+++ Data under study +++

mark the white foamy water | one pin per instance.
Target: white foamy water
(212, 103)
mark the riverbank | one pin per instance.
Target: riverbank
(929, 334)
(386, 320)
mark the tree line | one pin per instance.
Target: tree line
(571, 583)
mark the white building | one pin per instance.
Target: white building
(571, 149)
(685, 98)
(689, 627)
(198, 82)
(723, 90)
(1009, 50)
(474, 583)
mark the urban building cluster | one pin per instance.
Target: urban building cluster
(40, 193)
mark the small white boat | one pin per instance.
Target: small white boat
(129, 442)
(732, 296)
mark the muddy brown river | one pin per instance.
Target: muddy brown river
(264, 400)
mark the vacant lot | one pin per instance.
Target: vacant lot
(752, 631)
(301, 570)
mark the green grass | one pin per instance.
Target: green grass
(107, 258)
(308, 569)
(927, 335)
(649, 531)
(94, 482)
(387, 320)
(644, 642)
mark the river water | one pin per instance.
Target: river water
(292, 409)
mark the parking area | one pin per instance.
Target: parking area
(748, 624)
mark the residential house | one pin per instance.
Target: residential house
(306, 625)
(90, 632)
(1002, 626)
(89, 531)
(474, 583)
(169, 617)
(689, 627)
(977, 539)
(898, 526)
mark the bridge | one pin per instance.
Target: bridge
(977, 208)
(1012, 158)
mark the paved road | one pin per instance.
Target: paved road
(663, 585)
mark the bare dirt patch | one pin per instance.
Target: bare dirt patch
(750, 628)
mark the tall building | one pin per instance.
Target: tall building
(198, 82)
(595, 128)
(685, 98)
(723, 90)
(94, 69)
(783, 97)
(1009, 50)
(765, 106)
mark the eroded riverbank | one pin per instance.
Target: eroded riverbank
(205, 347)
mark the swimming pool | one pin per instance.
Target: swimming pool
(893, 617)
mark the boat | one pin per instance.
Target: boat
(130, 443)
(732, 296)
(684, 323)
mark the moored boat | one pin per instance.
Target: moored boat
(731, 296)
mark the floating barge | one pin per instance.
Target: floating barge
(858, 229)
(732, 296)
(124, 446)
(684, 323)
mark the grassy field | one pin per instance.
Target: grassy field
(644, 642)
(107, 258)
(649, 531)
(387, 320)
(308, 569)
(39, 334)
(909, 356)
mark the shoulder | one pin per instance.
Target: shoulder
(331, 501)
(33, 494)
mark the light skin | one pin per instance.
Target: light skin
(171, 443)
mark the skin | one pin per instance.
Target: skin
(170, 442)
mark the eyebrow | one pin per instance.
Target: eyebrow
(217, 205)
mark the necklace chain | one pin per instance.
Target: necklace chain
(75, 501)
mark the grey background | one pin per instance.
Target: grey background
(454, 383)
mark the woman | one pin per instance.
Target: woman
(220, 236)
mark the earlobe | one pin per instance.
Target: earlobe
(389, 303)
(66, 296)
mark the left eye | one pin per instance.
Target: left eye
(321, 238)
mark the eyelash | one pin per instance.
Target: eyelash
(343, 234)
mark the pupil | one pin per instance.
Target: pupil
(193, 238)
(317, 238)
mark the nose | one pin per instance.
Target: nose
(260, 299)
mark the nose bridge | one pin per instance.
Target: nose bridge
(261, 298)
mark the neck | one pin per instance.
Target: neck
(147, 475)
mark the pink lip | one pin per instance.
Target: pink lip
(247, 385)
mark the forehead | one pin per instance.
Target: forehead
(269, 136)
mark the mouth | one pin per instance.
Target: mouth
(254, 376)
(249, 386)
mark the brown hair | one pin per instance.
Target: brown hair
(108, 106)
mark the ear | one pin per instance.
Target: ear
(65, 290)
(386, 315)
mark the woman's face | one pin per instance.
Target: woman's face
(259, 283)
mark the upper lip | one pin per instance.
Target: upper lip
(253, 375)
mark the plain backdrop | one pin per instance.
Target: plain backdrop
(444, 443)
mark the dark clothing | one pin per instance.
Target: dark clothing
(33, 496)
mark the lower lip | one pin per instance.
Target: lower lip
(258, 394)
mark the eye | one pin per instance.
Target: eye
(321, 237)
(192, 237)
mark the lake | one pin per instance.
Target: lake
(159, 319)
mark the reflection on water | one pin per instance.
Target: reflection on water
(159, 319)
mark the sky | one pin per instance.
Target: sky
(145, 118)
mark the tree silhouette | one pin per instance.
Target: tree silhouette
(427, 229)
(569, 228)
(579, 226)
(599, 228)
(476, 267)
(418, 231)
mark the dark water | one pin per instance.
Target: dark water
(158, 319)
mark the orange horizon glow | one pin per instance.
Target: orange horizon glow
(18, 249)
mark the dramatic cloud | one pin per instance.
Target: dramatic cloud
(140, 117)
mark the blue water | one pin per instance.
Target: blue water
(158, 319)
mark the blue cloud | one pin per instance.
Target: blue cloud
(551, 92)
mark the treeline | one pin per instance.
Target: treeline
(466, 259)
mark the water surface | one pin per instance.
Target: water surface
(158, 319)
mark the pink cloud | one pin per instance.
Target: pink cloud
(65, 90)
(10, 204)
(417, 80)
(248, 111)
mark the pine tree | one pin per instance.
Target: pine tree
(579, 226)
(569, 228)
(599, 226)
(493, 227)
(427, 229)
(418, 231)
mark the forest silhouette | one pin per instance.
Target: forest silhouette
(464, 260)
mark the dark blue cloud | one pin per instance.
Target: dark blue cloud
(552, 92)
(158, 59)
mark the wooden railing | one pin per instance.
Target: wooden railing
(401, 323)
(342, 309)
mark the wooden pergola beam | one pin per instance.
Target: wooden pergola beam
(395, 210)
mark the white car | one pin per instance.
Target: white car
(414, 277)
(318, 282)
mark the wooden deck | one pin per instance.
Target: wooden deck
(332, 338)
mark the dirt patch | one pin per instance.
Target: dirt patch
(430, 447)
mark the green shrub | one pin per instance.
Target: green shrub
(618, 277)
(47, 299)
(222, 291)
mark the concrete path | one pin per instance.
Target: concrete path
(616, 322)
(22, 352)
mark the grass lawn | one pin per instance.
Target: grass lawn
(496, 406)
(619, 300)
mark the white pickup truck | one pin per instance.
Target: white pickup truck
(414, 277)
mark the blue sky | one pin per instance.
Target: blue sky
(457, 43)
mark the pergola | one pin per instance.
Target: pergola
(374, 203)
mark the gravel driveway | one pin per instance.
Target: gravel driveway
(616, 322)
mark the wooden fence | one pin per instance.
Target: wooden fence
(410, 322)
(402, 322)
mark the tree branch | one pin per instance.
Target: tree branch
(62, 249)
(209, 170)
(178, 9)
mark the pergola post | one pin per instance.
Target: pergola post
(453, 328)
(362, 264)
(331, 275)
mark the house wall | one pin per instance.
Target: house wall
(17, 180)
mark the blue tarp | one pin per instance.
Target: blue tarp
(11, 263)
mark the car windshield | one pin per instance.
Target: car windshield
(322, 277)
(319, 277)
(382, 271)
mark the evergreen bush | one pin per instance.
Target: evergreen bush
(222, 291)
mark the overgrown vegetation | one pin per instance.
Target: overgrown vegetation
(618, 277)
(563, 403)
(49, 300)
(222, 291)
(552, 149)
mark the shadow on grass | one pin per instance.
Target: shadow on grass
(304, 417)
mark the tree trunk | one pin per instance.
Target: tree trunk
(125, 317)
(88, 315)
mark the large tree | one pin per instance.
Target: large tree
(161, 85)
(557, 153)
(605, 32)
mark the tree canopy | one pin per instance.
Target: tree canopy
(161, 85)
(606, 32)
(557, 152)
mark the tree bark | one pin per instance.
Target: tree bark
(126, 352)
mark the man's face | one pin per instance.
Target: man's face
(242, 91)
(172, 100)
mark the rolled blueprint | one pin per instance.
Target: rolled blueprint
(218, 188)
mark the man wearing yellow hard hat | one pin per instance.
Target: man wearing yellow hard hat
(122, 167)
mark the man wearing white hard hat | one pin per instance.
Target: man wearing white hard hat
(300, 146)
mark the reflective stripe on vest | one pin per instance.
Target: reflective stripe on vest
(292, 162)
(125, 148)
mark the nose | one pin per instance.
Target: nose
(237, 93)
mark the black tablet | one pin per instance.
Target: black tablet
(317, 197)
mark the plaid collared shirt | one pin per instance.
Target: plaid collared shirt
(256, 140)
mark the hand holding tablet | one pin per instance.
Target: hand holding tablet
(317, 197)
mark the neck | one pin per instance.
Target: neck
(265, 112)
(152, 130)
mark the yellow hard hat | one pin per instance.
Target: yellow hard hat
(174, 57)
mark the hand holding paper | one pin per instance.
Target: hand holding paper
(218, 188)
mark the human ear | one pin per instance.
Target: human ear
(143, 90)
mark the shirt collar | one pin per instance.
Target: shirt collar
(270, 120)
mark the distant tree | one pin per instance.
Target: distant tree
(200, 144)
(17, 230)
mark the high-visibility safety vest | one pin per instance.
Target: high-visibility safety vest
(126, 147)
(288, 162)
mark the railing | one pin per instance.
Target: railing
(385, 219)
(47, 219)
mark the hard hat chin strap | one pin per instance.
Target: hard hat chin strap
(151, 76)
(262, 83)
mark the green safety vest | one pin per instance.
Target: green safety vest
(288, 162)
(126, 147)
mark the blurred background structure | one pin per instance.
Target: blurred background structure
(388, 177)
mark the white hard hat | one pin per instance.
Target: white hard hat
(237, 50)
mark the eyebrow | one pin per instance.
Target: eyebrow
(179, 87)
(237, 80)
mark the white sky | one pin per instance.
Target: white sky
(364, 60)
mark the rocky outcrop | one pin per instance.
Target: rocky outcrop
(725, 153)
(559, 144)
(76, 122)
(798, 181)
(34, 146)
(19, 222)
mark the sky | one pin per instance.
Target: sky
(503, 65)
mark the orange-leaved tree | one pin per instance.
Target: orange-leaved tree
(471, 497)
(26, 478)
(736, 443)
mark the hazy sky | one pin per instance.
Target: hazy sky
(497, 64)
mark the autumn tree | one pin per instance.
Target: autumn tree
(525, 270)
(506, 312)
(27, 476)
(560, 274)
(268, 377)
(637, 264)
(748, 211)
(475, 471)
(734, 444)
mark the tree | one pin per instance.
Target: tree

+++

» **Problem requirements**
The stretch of entries above that starts with the line containing "Target: forest silhouette" and goes on through the line containing "mark the wooden deck | one pin per instance." is to be transcribed exactly, and no other line is to be transcribed.

» **Task response**
Target: forest silhouette
(464, 260)
mark the dark blue cloud | one pin per instance.
Target: dark blue cloud
(552, 92)
(158, 59)
mark the wooden railing | one pin per instance.
Target: wooden railing
(401, 323)
(342, 309)
mark the wooden pergola beam | one pin per instance.
Target: wooden pergola beam
(395, 210)
mark the white car | one pin per instance.
Target: white car
(414, 277)
(318, 282)
mark the wooden deck | one pin per instance.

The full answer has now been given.